### Exercise instructions
Transcribe the comment below on using the env -S flag in shebang lines, word for word.

### Text to read
Oh wow, today I learned about env -S - when I saw the shebang line in the article, I immediately thought "that doesn't work on Linux, shebang lines can only pass a single argument". Basically, running foo.py starting with

    #!/usr/bin/env -S uv run --script
causes the OS run really run env with only two arguments, namely the shebang line as one argument and the script's filename as the second argument, i.e.:

    /usr/bin/env '-S uv run --script' foo.py
However, the -S flag of env causes env to split everything back into separate arguments! Very cool, very useful.

### Material provided

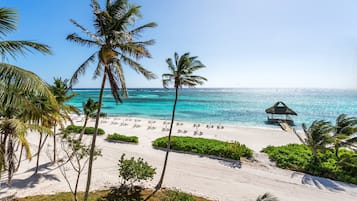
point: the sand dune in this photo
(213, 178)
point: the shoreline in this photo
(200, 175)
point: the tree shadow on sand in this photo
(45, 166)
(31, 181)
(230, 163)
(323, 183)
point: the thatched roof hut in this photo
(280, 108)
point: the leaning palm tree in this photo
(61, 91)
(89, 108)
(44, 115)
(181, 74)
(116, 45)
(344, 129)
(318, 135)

...

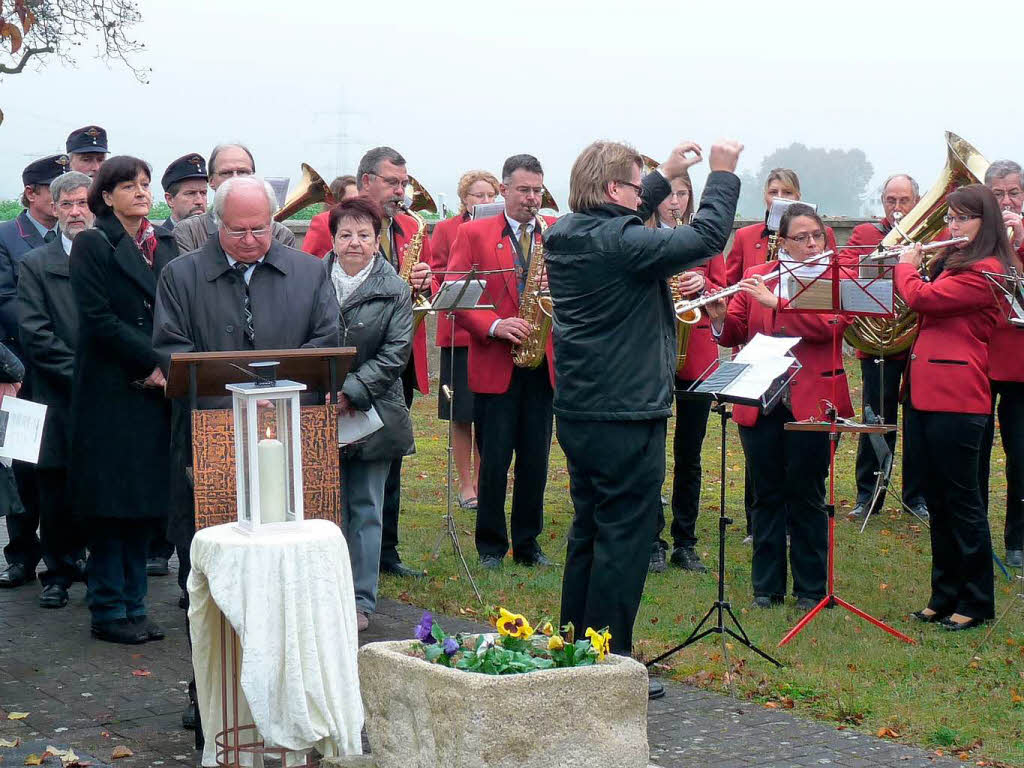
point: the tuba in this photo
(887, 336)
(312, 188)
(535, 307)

---

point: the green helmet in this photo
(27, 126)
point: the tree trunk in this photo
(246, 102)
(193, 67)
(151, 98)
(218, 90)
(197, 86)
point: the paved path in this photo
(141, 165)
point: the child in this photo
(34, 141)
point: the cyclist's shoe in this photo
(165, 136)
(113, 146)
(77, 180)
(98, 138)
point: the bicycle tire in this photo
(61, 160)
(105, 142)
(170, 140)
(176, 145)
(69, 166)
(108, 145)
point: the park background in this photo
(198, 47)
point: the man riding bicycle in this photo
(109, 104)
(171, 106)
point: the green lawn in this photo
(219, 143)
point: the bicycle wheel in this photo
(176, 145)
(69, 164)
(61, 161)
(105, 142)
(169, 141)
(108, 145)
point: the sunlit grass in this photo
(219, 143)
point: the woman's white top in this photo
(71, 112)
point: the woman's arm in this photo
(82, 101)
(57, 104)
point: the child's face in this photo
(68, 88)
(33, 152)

### Solution to this exercise
Oh wow, today I learned about env -S - when I saw the shebang line in the article, I immediately thought "that doesn't work on Linux, shebang lines can only pass a single argument". Basically, running foo.py starting with

    #!/usr/bin/env -S uv run --script
causes the OS run really run env with only two arguments, namely the shebang line as one argument and the script's filename as the second argument, i.e.:

    /usr/bin/env '-S uv run --script' foo.py
However, the -S flag of env causes env to split everything back into separate arguments! Very cool, very useful.